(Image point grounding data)
::::::::

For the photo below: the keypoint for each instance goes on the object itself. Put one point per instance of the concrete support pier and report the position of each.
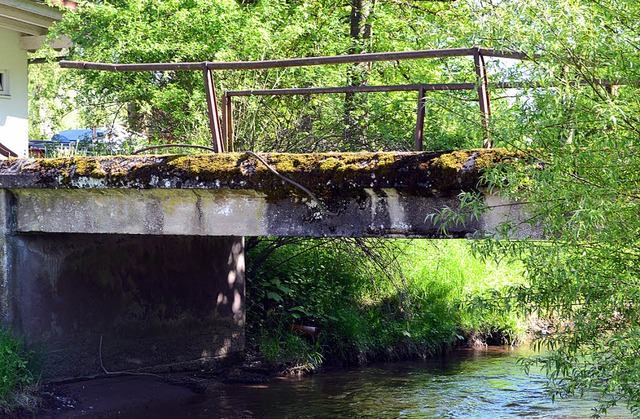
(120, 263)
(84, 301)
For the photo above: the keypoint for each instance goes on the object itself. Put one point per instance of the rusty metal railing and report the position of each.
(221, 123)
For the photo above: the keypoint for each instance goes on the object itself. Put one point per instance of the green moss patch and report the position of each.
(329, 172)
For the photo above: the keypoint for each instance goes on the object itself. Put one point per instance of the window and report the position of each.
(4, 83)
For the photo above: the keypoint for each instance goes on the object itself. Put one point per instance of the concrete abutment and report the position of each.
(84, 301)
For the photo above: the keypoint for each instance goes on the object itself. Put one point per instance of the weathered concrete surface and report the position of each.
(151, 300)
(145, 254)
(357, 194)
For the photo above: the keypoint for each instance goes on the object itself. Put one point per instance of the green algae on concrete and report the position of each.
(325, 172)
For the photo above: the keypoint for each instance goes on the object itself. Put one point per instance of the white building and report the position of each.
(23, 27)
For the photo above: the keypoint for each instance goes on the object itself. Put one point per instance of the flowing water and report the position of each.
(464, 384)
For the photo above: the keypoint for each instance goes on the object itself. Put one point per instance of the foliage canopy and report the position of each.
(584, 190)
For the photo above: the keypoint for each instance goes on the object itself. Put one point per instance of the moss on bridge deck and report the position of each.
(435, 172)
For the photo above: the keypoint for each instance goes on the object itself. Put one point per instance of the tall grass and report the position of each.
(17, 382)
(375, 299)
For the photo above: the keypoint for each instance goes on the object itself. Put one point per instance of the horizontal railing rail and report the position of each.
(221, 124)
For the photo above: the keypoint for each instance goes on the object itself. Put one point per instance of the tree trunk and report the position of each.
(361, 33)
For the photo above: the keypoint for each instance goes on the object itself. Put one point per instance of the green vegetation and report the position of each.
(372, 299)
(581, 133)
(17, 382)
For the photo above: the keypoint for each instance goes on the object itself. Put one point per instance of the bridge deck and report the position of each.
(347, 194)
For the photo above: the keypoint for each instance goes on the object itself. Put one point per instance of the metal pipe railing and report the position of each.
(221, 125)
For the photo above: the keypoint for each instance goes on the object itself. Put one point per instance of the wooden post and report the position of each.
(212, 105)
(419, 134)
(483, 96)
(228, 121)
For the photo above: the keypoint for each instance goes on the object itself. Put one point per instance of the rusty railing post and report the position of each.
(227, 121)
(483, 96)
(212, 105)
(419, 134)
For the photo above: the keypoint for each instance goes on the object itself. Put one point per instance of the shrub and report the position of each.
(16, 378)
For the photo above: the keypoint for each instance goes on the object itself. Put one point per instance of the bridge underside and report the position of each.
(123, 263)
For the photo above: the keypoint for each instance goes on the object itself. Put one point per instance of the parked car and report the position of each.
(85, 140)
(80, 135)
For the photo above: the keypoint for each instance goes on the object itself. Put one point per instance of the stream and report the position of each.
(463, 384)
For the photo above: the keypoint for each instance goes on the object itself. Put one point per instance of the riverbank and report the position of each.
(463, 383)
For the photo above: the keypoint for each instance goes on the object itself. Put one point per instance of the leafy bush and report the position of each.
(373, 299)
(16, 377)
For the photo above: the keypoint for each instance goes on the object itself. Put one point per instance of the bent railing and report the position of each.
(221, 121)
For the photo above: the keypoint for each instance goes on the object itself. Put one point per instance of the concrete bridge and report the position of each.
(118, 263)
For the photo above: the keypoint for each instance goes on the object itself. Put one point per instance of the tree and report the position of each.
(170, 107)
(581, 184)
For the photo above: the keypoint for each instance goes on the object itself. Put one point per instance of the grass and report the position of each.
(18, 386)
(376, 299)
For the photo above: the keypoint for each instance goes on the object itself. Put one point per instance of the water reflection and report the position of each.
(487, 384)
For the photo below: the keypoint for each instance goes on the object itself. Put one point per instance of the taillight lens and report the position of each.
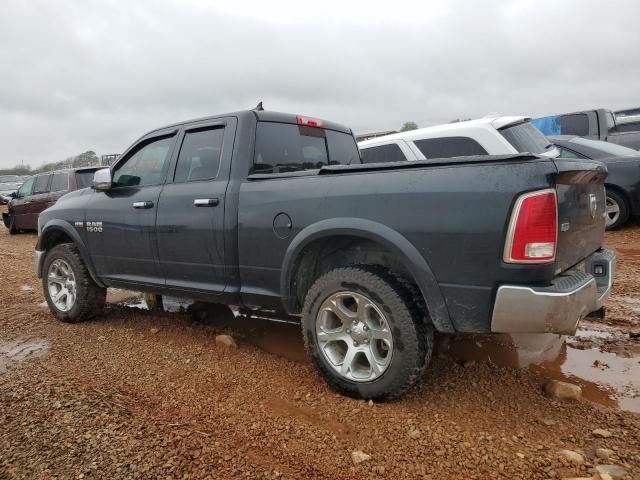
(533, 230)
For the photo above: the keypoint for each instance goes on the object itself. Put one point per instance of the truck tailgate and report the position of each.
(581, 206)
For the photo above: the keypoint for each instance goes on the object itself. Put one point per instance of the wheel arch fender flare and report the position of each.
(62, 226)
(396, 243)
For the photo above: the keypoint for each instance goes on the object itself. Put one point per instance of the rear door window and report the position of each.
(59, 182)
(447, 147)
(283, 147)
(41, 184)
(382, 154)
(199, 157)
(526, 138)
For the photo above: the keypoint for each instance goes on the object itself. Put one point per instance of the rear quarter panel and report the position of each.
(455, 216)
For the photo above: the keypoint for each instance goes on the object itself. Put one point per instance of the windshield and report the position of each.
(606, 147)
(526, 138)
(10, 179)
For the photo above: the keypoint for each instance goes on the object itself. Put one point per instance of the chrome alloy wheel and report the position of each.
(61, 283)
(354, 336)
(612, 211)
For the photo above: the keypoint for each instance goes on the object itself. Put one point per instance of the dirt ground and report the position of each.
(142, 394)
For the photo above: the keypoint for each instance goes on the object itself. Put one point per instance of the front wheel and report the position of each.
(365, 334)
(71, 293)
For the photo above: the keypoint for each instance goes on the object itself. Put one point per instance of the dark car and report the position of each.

::::::::

* [PROBLEM DETAILS]
Output all of the data exactly as it stands, minus any images.

* [PROBLEM SOLUTION]
For the photo below: the keypoint for each instance goes on the object itself. Put one point per instance of the concrete support pier and report the position of each.
(120, 263)
(84, 301)
For the photo above: the keypoint for each instance goes on the object itself. Put one point per instance of the rusty metal railing and report the position of each.
(221, 123)
For the photo above: the keypoint for each instance goes on the object itself. Put one point per instance of the green moss patch and report the position of each.
(329, 172)
For the photo above: the keypoint for each instance goes on the object itself. Put one point per instance of the window and report the position of each.
(4, 83)
For the photo above: the keypoint for each instance goes on the object itself. Put one point per instance of the concrete abutment and report the position of each.
(84, 301)
For the photo above: the keypoint for each instance goes on the object itself. Put one point per instance of the weathered concrete surface and report the position of each.
(151, 300)
(145, 254)
(357, 194)
For the photo above: the keypoint for each instance goes on the object itself. Put one point per instance of the green algae on concrete and report the position of each.
(325, 172)
For the photo above: the keypoint for each instance goes on the object itself. Put one point per instance of the white building and report the position of each.
(23, 27)
For the photo above: the keypoint for each instance goes on the object itself. Put one point per instance of the flowing water and report the position of each.
(464, 384)
For the photo above: the keypoint for each instance goes on the object itself. Put one point per instance of the foliage canopy and report the position of each.
(584, 190)
For the photo above: the keypoint for each instance goes on the object itself. Put one point per instance of the moss on bridge deck and report the position of each.
(435, 172)
For the photo above: the keypoint for each instance goes on the object itself. Put one point per instance of the tall grass and report the position of each.
(17, 382)
(375, 299)
For the photo above: the keypoint for each instance goes on the object itself. Put one point per instance of the horizontal railing rail and report the position of each.
(221, 124)
For the photo above: the keypoint for each instance goes on the object itself. Put one point per instance of the tree trunk and report the position of each.
(361, 33)
For the photo above: the keypoint for each instance goes on the object itself. Put one point per instance of the green vegetation and report the position of each.
(372, 299)
(581, 133)
(17, 382)
For the photo above: the keypoint for each instance goes on the object itself. Put one point per instance of the bridge deck and report the position of each.
(347, 194)
For the photo above: the keypoint for each instance goes on the object itself. Put one point per instance of the metal pipe railing and report the position of each.
(221, 125)
For the photo above: the keypoint for each instance goes on the object itself. Put one point per instance of the wooden post and report the position of each.
(212, 105)
(419, 134)
(483, 96)
(228, 121)
For the photo above: the keypoint for each instance goes on the object itself. Put one point per instance of the rusty railing post and report the position of each.
(227, 121)
(483, 96)
(212, 105)
(419, 134)
For the photo above: the keypoint for each instance goes on the object itself. Put one point per instance of the shrub and report the position of each.
(16, 378)
For the photo above: the keypoint for each instance goes on the object itself. Put one point per instance of the bridge underside and report the position of each.
(123, 263)
For the photo above: the keypoint for each instance goes on the object itself. Put one point per instance of the parked car and report the position of each.
(85, 140)
(80, 135)
For the photo above: the keypoint for each instance goes on the object itself. Put one point per instance of the stream and report the position of each.
(463, 384)
For the photo above: the keypoint for each instance goes on the object itself. Put one point per instance of the riverbank and report the position of each.
(463, 383)
For the photo above: the keypoint for each instance goes on the object itself. Put one point per instance of the leafy bush and report the position of each.
(373, 299)
(16, 377)
For the photo above: the keypoint for each instance goes on the object itself. Put one point per instance of the bent railing and report the position of each.
(221, 121)
For the photo above: the keypoint for each instance goes on the object itself. Put one point per instance of the concrete bridge and report the position of each.
(118, 263)
For the photo above: the keypoint for each instance goes on the object itself. Put one point per instance of the tree and report the position of each.
(170, 107)
(581, 184)
For the photo above: the keypoint for each instance goes on the object itself. Put one point per instance of the grass and report the position of each.
(18, 386)
(376, 299)
For the photo above: the keypoint for each instance goes on the object itself. Put one point per instance of the water reflection and report the position of each.
(487, 384)
For the photo below: the keypoint for each instance goes on the object itself. Put one point per instance of the taillight lens and report the position of each.
(533, 230)
For the photo above: the keypoint for each instance goes on the object itself. Put one point per instance of the truck tailgate and report the position of each.
(581, 206)
For the photo above: the keypoint for each instance goes on the object itself. Put one point per instance of the wheel arch fender flare and report the position of each.
(62, 226)
(396, 243)
For the photo above: the keypoint for each instance goes on the object itself. Put one point per instance of the rear door window and report the position of each.
(59, 182)
(447, 147)
(283, 147)
(41, 184)
(382, 154)
(199, 157)
(526, 138)
For the photo above: the keypoint for each instance goes on the object itself. Put one point per instance of the rear quarter panel and report the position of each.
(455, 216)
For the photo above: the keypoint for each instance goes on the object itself. Put one point per instance of the windshield and report the position of each.
(606, 147)
(526, 138)
(10, 179)
For the photo above: the keypoint for each instance goes on the object itself. Put one point per instance of the chrome alloy wheel and report the position of each.
(61, 283)
(354, 336)
(612, 211)
For the photo above: the keypoint for each instance goes on the object itself. Put one point per instance of the dirt ground and report the position of each.
(142, 394)
For the photo above: the keypoint for each instance goes on the object itself. Put one point per instance of the front wheel and report the position of each.
(365, 334)
(71, 293)
For the photo above: the keypoint for each instance goes on the object itself. Put one point per instance of the dark car and report the position of each.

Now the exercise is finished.